> **What you have to do**
Copy the records from their start through the line holding "106 L 108 103", inclusive, requests and all, and shift each coordinate in the answer outlines by adding 105 to it. Omit the pictures.

----------

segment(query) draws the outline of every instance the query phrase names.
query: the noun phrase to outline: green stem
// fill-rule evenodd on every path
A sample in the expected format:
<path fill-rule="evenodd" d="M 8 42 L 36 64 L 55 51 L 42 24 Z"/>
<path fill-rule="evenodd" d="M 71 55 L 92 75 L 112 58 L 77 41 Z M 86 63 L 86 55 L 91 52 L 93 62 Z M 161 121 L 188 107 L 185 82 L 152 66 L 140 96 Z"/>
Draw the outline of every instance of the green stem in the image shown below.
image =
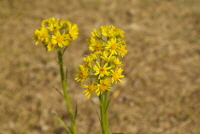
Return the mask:
<path fill-rule="evenodd" d="M 106 110 L 106 106 L 108 103 L 108 92 L 105 91 L 101 93 L 99 96 L 99 100 L 100 100 L 102 134 L 109 134 L 108 115 L 107 115 L 107 110 Z"/>
<path fill-rule="evenodd" d="M 75 118 L 74 118 L 74 115 L 72 112 L 72 107 L 71 107 L 69 95 L 67 92 L 67 78 L 65 78 L 65 74 L 64 74 L 64 70 L 63 70 L 63 59 L 62 59 L 63 53 L 60 48 L 58 49 L 57 52 L 58 52 L 58 60 L 59 60 L 59 66 L 60 66 L 61 84 L 62 84 L 64 98 L 65 98 L 65 102 L 67 105 L 67 109 L 68 109 L 68 113 L 69 113 L 69 117 L 70 117 L 70 121 L 71 121 L 71 130 L 72 130 L 72 134 L 76 134 Z"/>

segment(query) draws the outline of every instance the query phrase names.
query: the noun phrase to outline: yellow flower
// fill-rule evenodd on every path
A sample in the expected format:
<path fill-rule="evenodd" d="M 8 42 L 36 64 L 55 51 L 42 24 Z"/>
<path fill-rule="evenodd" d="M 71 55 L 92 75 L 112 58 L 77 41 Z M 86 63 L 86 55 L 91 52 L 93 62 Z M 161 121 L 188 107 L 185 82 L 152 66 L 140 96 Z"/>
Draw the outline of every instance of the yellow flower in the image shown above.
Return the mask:
<path fill-rule="evenodd" d="M 128 50 L 126 50 L 126 42 L 125 41 L 122 41 L 122 44 L 118 50 L 119 52 L 119 55 L 124 57 L 124 55 L 128 52 Z"/>
<path fill-rule="evenodd" d="M 115 58 L 115 59 L 113 60 L 113 63 L 114 63 L 116 66 L 123 66 L 123 65 L 122 65 L 122 62 L 119 60 L 119 58 Z"/>
<path fill-rule="evenodd" d="M 49 41 L 49 33 L 45 27 L 42 27 L 40 30 L 40 38 L 41 38 L 41 41 L 44 41 L 44 42 Z"/>
<path fill-rule="evenodd" d="M 103 91 L 111 88 L 111 80 L 109 78 L 102 79 L 100 83 L 97 84 L 97 87 L 96 93 L 99 96 Z"/>
<path fill-rule="evenodd" d="M 89 49 L 91 51 L 101 51 L 103 49 L 103 43 L 95 38 L 91 38 Z"/>
<path fill-rule="evenodd" d="M 79 72 L 76 74 L 77 78 L 75 80 L 77 82 L 83 82 L 88 77 L 88 68 L 84 67 L 83 65 L 79 65 Z"/>
<path fill-rule="evenodd" d="M 110 62 L 114 58 L 114 56 L 110 54 L 108 51 L 104 51 L 100 57 L 106 62 Z"/>
<path fill-rule="evenodd" d="M 96 62 L 96 65 L 94 65 L 95 75 L 99 75 L 98 79 L 104 76 L 108 76 L 110 74 L 109 70 L 112 67 L 108 67 L 108 63 L 106 63 L 103 67 L 100 66 L 98 62 Z"/>
<path fill-rule="evenodd" d="M 36 29 L 35 32 L 33 33 L 34 43 L 35 43 L 36 45 L 39 44 L 40 36 L 41 36 L 40 30 L 39 30 L 39 29 Z"/>
<path fill-rule="evenodd" d="M 92 32 L 92 37 L 97 37 L 97 38 L 100 38 L 101 37 L 101 34 L 98 30 L 94 29 Z"/>
<path fill-rule="evenodd" d="M 96 87 L 96 82 L 92 82 L 90 85 L 83 85 L 83 88 L 86 88 L 83 92 L 85 92 L 85 96 L 89 99 L 91 94 L 95 93 L 95 90 L 97 89 Z"/>
<path fill-rule="evenodd" d="M 60 31 L 56 31 L 55 35 L 52 35 L 52 43 L 58 44 L 59 47 L 68 46 L 69 45 L 69 35 L 68 34 L 60 34 Z"/>
<path fill-rule="evenodd" d="M 76 24 L 72 24 L 70 22 L 67 23 L 69 28 L 69 34 L 72 39 L 76 39 L 78 37 L 78 26 Z"/>
<path fill-rule="evenodd" d="M 119 43 L 117 43 L 116 38 L 112 38 L 107 42 L 106 49 L 112 54 L 117 55 L 117 50 L 119 50 Z"/>
<path fill-rule="evenodd" d="M 83 60 L 85 61 L 85 66 L 86 67 L 88 67 L 88 68 L 91 68 L 92 67 L 92 59 L 89 57 L 89 56 L 87 56 L 87 57 L 85 57 L 85 58 L 83 58 Z"/>
<path fill-rule="evenodd" d="M 122 80 L 120 79 L 124 77 L 124 75 L 121 74 L 122 71 L 123 71 L 122 68 L 116 69 L 115 71 L 111 70 L 112 83 L 122 82 Z"/>
<path fill-rule="evenodd" d="M 114 36 L 114 26 L 101 26 L 100 31 L 102 35 L 106 37 L 113 37 Z"/>
<path fill-rule="evenodd" d="M 47 21 L 49 26 L 48 29 L 50 31 L 57 31 L 62 27 L 62 25 L 59 24 L 59 19 L 50 18 Z"/>
<path fill-rule="evenodd" d="M 124 38 L 124 31 L 122 31 L 120 28 L 115 27 L 114 33 L 116 37 Z"/>
<path fill-rule="evenodd" d="M 49 42 L 47 44 L 47 51 L 52 51 L 55 47 L 55 44 L 53 44 L 52 42 Z"/>

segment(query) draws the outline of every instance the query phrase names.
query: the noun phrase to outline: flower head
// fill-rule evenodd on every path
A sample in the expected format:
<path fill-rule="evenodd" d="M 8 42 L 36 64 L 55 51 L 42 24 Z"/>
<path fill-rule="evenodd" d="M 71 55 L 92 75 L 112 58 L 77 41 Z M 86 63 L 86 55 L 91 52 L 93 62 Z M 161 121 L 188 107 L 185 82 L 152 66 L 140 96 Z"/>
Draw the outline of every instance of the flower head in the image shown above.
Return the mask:
<path fill-rule="evenodd" d="M 83 82 L 88 77 L 88 68 L 83 65 L 79 65 L 79 72 L 76 74 L 75 80 Z"/>
<path fill-rule="evenodd" d="M 124 75 L 122 75 L 122 71 L 122 68 L 116 69 L 115 71 L 111 70 L 112 83 L 122 82 L 122 80 L 120 79 L 124 77 Z"/>
<path fill-rule="evenodd" d="M 78 36 L 78 27 L 68 20 L 49 18 L 33 33 L 34 43 L 44 44 L 47 51 L 68 46 Z"/>
<path fill-rule="evenodd" d="M 110 74 L 109 70 L 111 68 L 112 67 L 108 66 L 108 63 L 106 63 L 103 67 L 101 67 L 99 62 L 96 62 L 96 65 L 94 65 L 95 75 L 98 75 L 98 79 L 104 76 L 108 76 Z"/>
<path fill-rule="evenodd" d="M 90 98 L 91 94 L 103 95 L 105 91 L 110 91 L 113 84 L 122 82 L 121 78 L 123 66 L 120 58 L 126 53 L 126 43 L 122 39 L 124 32 L 115 26 L 101 26 L 94 29 L 87 40 L 88 48 L 91 51 L 86 55 L 83 66 L 84 69 L 77 73 L 76 80 L 89 81 L 89 85 L 83 85 L 85 96 Z M 80 67 L 79 67 L 80 68 Z M 87 71 L 86 71 L 87 70 Z M 83 75 L 83 72 L 87 72 Z M 87 77 L 83 77 L 87 76 Z"/>
<path fill-rule="evenodd" d="M 96 82 L 92 82 L 92 84 L 89 85 L 83 85 L 83 88 L 86 88 L 86 90 L 83 91 L 85 92 L 85 96 L 90 98 L 90 96 L 96 92 Z"/>

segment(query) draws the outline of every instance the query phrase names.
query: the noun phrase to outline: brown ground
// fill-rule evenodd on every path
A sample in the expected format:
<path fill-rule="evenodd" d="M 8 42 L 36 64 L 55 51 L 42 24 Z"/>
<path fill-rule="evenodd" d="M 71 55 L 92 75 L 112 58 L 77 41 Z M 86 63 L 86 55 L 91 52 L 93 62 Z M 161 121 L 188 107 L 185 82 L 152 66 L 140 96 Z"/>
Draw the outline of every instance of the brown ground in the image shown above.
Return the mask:
<path fill-rule="evenodd" d="M 43 19 L 69 19 L 79 38 L 65 54 L 78 134 L 100 134 L 97 98 L 74 81 L 100 25 L 125 31 L 124 82 L 113 88 L 110 129 L 124 134 L 200 134 L 199 0 L 0 0 L 0 134 L 66 134 L 56 51 L 32 41 Z"/>

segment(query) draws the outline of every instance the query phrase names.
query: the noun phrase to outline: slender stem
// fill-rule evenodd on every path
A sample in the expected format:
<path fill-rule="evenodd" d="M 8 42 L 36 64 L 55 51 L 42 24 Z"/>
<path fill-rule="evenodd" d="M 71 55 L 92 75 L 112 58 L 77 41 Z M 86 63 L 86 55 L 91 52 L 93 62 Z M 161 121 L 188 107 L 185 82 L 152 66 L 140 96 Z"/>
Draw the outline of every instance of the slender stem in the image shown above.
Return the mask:
<path fill-rule="evenodd" d="M 67 92 L 67 78 L 65 78 L 65 74 L 64 74 L 64 70 L 63 70 L 63 59 L 62 59 L 63 53 L 62 53 L 61 49 L 58 49 L 57 52 L 58 52 L 60 76 L 61 76 L 61 83 L 62 83 L 64 98 L 65 98 L 65 102 L 67 105 L 67 109 L 68 109 L 68 113 L 69 113 L 69 117 L 70 117 L 70 121 L 71 121 L 71 130 L 72 130 L 72 134 L 76 134 L 75 118 L 73 116 L 72 107 L 71 107 L 69 95 Z"/>
<path fill-rule="evenodd" d="M 109 134 L 108 115 L 107 115 L 107 110 L 106 110 L 106 106 L 108 104 L 108 92 L 101 93 L 99 96 L 99 100 L 100 100 L 102 134 Z"/>
<path fill-rule="evenodd" d="M 105 100 L 104 100 L 104 113 L 105 113 L 105 126 L 106 126 L 106 134 L 108 134 L 109 130 L 108 130 L 108 109 L 106 109 L 108 105 L 108 91 L 105 91 Z"/>

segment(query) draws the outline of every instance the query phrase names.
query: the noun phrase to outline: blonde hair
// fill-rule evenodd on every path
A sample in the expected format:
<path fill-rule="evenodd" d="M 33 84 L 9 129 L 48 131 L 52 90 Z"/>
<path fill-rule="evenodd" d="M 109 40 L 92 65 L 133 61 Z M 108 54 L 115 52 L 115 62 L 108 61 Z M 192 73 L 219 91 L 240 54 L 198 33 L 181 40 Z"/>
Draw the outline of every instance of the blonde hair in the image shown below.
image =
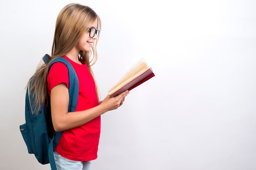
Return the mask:
<path fill-rule="evenodd" d="M 48 63 L 43 63 L 39 66 L 33 78 L 28 83 L 28 85 L 31 81 L 33 81 L 30 89 L 35 92 L 34 97 L 36 108 L 45 102 L 49 102 L 47 89 L 49 63 L 53 59 L 64 55 L 73 49 L 85 33 L 88 31 L 90 25 L 97 19 L 98 20 L 97 28 L 100 30 L 101 22 L 100 18 L 90 7 L 79 4 L 72 3 L 67 5 L 61 10 L 56 21 L 52 56 L 48 55 L 50 61 Z M 94 79 L 95 88 L 99 102 L 99 93 L 91 67 L 97 60 L 96 47 L 98 39 L 95 40 L 90 52 L 80 51 L 78 57 L 85 62 L 89 72 Z M 90 59 L 91 57 L 92 57 L 92 59 Z"/>

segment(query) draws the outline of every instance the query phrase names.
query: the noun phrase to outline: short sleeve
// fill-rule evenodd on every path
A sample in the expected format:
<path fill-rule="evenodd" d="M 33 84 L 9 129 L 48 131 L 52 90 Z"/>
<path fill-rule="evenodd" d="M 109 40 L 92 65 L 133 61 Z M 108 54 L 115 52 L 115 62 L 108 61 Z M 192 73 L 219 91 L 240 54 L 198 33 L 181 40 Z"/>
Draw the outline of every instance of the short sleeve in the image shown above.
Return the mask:
<path fill-rule="evenodd" d="M 51 90 L 57 85 L 64 83 L 69 88 L 68 70 L 65 64 L 57 62 L 52 65 L 47 78 L 48 93 L 50 96 Z"/>

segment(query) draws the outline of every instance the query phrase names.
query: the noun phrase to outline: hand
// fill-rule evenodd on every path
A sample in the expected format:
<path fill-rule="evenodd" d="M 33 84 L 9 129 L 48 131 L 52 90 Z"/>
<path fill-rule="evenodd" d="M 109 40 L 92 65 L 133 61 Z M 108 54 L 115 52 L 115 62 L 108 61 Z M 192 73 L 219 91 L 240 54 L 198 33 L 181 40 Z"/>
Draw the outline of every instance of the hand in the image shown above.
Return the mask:
<path fill-rule="evenodd" d="M 115 97 L 111 97 L 108 95 L 100 102 L 100 105 L 105 108 L 107 111 L 116 109 L 123 105 L 125 97 L 129 93 L 129 91 L 127 90 Z"/>

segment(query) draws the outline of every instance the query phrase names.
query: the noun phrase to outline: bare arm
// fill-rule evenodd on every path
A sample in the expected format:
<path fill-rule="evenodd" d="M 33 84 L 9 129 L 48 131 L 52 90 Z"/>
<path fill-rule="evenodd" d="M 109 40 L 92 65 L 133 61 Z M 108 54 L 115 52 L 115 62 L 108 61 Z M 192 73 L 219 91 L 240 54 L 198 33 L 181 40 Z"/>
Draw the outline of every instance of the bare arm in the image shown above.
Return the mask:
<path fill-rule="evenodd" d="M 128 93 L 127 91 L 114 98 L 108 95 L 95 107 L 83 111 L 68 112 L 68 89 L 65 84 L 60 84 L 51 91 L 51 109 L 54 130 L 61 131 L 78 127 L 108 111 L 117 109 L 122 105 Z"/>

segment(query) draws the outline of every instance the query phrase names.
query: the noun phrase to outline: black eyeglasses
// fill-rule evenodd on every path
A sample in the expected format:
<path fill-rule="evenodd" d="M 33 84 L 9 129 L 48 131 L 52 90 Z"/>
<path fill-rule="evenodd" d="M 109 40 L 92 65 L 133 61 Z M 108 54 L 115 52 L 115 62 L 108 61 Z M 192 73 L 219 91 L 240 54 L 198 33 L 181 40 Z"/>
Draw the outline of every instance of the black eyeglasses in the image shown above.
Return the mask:
<path fill-rule="evenodd" d="M 99 33 L 99 30 L 97 30 L 94 28 L 89 28 L 89 36 L 91 38 L 93 38 L 95 34 L 97 35 L 97 37 L 98 37 Z"/>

----------

> **The result**
segment(query) draws the outline of every instance the query phrase names.
query: the noun phrase to outline: green stem
// fill-rule evenodd on every path
A sample in the expected format:
<path fill-rule="evenodd" d="M 8 42 L 36 64 L 55 51 L 42 24 Z"/>
<path fill-rule="evenodd" d="M 71 55 L 92 75 L 112 58 L 77 41 Z M 86 63 L 86 55 L 91 52 L 93 62 Z M 161 121 L 188 107 L 185 82 L 152 66 L 140 96 Z"/>
Draw the outline of every instance of the green stem in the image shown below.
image =
Return the mask:
<path fill-rule="evenodd" d="M 211 215 L 211 211 L 213 208 L 213 197 L 210 196 L 206 198 L 204 201 L 204 205 L 205 205 L 207 239 L 214 239 L 213 220 L 212 220 L 212 215 Z"/>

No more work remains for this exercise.